** Begin SOURCE DATA **

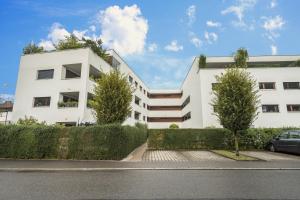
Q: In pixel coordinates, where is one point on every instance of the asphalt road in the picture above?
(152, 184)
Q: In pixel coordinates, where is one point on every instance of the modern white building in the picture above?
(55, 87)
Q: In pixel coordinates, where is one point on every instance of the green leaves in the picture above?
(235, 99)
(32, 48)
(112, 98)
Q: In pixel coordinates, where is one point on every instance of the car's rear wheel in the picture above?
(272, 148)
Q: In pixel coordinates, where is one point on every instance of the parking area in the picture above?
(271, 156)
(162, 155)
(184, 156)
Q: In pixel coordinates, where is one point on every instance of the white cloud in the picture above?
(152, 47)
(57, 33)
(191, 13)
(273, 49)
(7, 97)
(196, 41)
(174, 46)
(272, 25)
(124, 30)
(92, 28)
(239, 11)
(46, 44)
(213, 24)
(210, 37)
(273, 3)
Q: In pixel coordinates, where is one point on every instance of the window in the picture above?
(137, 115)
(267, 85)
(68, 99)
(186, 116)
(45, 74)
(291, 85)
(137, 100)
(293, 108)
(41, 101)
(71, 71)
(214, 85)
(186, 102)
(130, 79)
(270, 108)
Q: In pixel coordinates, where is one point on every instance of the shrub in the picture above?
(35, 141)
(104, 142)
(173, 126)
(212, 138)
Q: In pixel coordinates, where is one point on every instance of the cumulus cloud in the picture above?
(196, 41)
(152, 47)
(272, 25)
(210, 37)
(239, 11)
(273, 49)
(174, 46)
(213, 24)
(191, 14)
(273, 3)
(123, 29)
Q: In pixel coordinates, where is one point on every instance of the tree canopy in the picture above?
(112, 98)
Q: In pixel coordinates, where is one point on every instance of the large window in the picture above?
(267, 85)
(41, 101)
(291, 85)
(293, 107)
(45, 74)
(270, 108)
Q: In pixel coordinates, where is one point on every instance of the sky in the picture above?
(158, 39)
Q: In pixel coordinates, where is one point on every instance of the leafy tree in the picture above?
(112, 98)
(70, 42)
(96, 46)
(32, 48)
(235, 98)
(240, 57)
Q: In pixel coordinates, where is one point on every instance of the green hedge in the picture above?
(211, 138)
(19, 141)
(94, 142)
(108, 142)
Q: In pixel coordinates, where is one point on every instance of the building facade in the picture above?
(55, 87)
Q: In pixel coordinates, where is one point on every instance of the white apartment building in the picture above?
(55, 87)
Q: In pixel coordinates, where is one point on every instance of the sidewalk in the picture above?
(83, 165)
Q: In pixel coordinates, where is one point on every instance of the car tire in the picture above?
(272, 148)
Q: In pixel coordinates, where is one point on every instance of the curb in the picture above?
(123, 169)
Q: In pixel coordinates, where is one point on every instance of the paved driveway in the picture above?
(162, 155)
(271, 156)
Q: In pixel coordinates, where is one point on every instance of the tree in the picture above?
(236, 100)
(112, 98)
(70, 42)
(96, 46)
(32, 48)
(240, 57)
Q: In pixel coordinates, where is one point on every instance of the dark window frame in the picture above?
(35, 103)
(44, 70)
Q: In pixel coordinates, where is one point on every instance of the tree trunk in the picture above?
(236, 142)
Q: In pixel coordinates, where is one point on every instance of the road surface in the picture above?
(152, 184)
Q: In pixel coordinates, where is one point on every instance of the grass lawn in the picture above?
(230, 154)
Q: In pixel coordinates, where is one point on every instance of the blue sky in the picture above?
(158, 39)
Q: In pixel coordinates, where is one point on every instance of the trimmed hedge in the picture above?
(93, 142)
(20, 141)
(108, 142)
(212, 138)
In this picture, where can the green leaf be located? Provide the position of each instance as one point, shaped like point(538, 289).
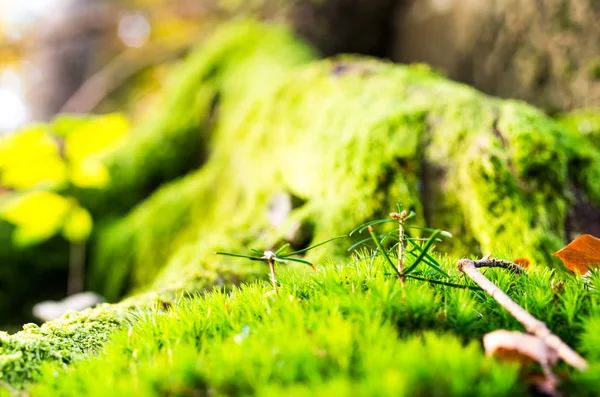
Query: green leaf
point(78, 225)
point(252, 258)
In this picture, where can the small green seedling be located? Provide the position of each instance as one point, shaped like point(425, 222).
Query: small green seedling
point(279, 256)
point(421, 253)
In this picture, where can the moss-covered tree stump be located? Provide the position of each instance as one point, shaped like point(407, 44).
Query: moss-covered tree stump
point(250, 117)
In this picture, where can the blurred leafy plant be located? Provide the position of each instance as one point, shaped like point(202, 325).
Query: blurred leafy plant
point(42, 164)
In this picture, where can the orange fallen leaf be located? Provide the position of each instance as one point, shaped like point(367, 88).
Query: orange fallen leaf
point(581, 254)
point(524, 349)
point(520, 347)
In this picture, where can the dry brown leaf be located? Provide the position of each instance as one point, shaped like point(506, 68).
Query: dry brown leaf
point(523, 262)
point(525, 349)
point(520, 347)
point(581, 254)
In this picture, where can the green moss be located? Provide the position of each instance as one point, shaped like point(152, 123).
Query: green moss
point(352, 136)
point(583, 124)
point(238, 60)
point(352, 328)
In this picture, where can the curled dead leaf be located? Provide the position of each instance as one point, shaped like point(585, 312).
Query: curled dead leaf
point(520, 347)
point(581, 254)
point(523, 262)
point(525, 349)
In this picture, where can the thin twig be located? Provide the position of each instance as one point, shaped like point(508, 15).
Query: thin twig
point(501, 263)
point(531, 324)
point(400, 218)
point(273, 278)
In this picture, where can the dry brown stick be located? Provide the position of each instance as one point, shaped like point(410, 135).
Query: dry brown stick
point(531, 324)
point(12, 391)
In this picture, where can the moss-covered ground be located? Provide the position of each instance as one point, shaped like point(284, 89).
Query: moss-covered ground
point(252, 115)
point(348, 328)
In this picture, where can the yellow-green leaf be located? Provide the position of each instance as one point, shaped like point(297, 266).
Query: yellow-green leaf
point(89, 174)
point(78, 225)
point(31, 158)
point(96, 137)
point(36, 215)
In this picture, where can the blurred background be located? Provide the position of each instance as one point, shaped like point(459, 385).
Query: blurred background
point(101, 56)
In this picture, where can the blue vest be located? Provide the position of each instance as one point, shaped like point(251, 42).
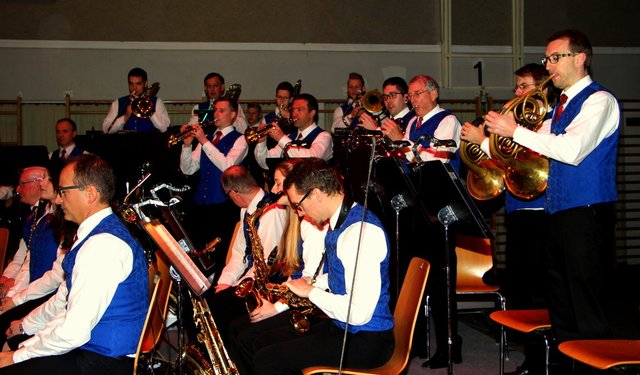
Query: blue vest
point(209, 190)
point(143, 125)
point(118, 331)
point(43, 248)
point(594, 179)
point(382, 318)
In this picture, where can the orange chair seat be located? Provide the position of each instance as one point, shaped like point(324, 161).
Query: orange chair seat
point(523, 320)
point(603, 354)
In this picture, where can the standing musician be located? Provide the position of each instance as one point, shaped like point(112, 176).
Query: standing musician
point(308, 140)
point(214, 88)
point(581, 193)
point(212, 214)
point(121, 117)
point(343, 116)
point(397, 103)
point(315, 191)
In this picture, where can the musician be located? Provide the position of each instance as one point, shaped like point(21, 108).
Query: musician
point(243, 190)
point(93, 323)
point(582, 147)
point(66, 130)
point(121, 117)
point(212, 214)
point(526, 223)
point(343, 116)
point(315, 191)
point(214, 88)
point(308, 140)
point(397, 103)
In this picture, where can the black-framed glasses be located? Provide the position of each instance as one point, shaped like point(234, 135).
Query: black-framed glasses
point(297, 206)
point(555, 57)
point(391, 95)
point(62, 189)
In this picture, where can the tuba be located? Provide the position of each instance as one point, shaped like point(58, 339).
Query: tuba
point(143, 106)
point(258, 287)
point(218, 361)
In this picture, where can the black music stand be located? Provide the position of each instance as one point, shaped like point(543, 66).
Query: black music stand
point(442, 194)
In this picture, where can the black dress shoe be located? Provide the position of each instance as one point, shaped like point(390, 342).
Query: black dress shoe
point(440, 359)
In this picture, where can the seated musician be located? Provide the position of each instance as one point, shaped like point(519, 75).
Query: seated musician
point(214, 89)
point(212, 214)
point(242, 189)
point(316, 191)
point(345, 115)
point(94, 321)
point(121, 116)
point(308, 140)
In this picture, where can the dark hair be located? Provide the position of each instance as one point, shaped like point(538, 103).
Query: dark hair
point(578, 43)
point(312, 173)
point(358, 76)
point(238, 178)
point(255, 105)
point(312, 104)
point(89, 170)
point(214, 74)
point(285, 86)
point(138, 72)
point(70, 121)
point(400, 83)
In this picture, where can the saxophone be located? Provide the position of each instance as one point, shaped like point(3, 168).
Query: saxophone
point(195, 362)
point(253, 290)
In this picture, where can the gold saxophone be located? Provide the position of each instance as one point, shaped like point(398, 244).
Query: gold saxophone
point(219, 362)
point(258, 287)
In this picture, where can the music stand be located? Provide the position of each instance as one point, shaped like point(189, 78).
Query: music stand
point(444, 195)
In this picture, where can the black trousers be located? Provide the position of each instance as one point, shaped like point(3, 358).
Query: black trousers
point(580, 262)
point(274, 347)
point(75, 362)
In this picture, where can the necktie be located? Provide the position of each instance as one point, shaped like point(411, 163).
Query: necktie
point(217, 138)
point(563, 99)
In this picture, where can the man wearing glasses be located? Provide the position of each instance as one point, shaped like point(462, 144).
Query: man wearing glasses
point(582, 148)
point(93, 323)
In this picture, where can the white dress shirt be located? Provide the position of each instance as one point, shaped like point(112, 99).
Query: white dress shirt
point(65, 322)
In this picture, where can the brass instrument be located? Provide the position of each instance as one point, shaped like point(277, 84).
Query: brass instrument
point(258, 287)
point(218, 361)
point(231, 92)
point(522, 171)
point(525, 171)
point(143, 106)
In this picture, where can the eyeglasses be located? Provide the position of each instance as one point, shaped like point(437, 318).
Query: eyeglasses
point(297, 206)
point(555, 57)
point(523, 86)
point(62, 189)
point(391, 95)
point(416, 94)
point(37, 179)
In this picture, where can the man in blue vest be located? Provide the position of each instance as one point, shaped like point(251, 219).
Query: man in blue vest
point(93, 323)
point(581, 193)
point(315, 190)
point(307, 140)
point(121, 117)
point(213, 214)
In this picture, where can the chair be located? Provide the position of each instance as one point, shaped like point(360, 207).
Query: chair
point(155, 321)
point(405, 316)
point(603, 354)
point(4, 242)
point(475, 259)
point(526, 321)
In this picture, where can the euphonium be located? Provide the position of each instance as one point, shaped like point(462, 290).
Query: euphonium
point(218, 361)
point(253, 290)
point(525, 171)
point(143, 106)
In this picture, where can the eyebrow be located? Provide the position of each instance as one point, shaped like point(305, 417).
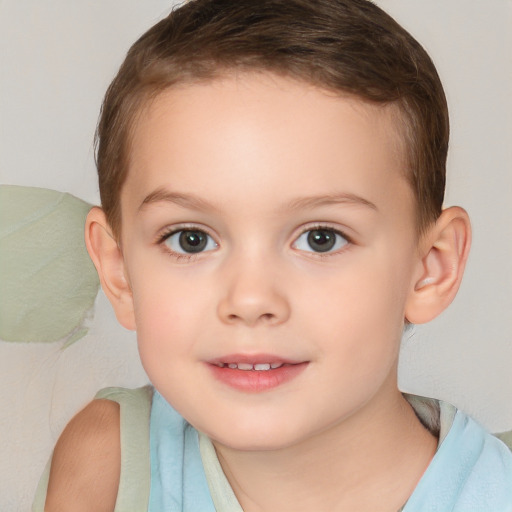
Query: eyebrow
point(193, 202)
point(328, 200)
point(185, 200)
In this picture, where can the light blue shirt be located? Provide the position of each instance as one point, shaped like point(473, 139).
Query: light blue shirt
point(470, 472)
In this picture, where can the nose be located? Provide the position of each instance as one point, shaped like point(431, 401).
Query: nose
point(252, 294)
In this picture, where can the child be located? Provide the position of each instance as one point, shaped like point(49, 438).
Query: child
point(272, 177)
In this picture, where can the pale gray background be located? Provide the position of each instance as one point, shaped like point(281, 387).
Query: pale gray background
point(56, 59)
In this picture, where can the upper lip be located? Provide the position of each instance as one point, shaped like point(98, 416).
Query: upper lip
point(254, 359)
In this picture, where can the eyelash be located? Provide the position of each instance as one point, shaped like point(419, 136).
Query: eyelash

** End SOURCE DATA **

[PROBLEM TO SOLVE]: Rescale the lines starting with the line that contains "In this picture, where can the curled" and going on through the line that contains "point(12, 391)", and reproduce every one of them in full. Multiply each coordinate in the answers by 2.3 and round it to a whole number, with halves rounded up, leaving all other numbers unchanged.

[RESULT OF THIS TASK]:
In this picture, where can the curled dead leaf be located? Provide the position of each instance as one point, shaped like point(585, 312).
Query: curled dead leaf
point(1196, 798)
point(1336, 584)
point(1203, 603)
point(1208, 803)
In this picture, where can the thin twig be located? Provide the position of each instance as one point, shaped like point(508, 15).
Query: thin twig
point(1152, 605)
point(1221, 745)
point(920, 501)
point(628, 639)
In this picture, where can the dry brown stick be located? Provide the position of each instance as one point, shaped like point(410, 135).
Query: dry brown stick
point(1221, 745)
point(28, 899)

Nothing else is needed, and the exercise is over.